▸ Te lezen tekst
*****
Belanghebbende ontving vanaf het jaar 2010 uitkeringen op grond van een arbeidsongeschiktheidsverzekering van Reaal, Nationale Nederlanden en Movir (hierna: de verzekeringsmaatschappijen). De verzekeringsmaatschappijen hebben loonheffing ingehouden op de uitkeringen.
3 Beoordeling door de rechtbank
De rechtbank beoordeelt of de inspecteur het verzoek om ambtshalve vermindering terecht heeft afgewezen. Meer specifiek beoordeelt de rechtbank of belanghebbende terecht (inkomsten)belasting heeft betaald over haar uitkeringen. De rechtbank doet dat aan de hand van de argumenten die belanghebbende heeft aangevoerd, de beroepsgronden. Daarbij merkt de rechtbank op dat belanghebbende in haar stukken klachten heeft verwoord over het handelen van verzekeringsmaatschappijen en andere instanties dan de Belastingdienst. Deze klachten vallen buiten het beroep tegen de beslissing van de inspecteur en de rechtbank is niet bevoegd hierover een uitspraak te doen.
*****
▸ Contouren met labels
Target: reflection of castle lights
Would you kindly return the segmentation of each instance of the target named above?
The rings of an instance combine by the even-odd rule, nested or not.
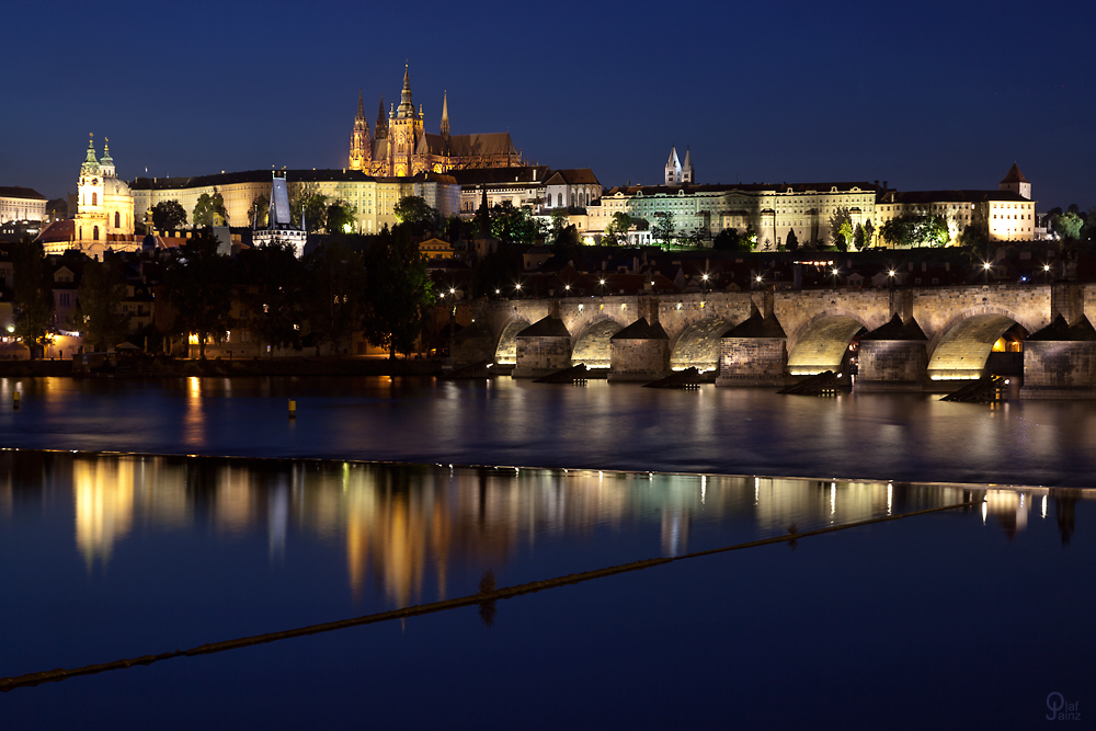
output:
[[[105,564],[111,548],[133,527],[133,462],[79,459],[72,465],[72,488],[77,548],[89,568],[96,556]]]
*****
▸ Opdracht
Schrijf uit de tekst over de arbeidsongeschiktheidsuitkeringen woordelijk alles over vanaf "Belanghebbende ontving vanaf" tot en met "op de uitkeringen.".

▸ Antwoord
Belanghebbende ontving vanaf het jaar 2010 uitkeringen op grond van een arbeidsongeschiktheidsverzekering van Reaal, Nationale Nederlanden en Movir (hierna: de verzekeringsmaatschappijen). De verzekeringsmaatschappijen hebben loonheffing ingehouden op de uitkeringen.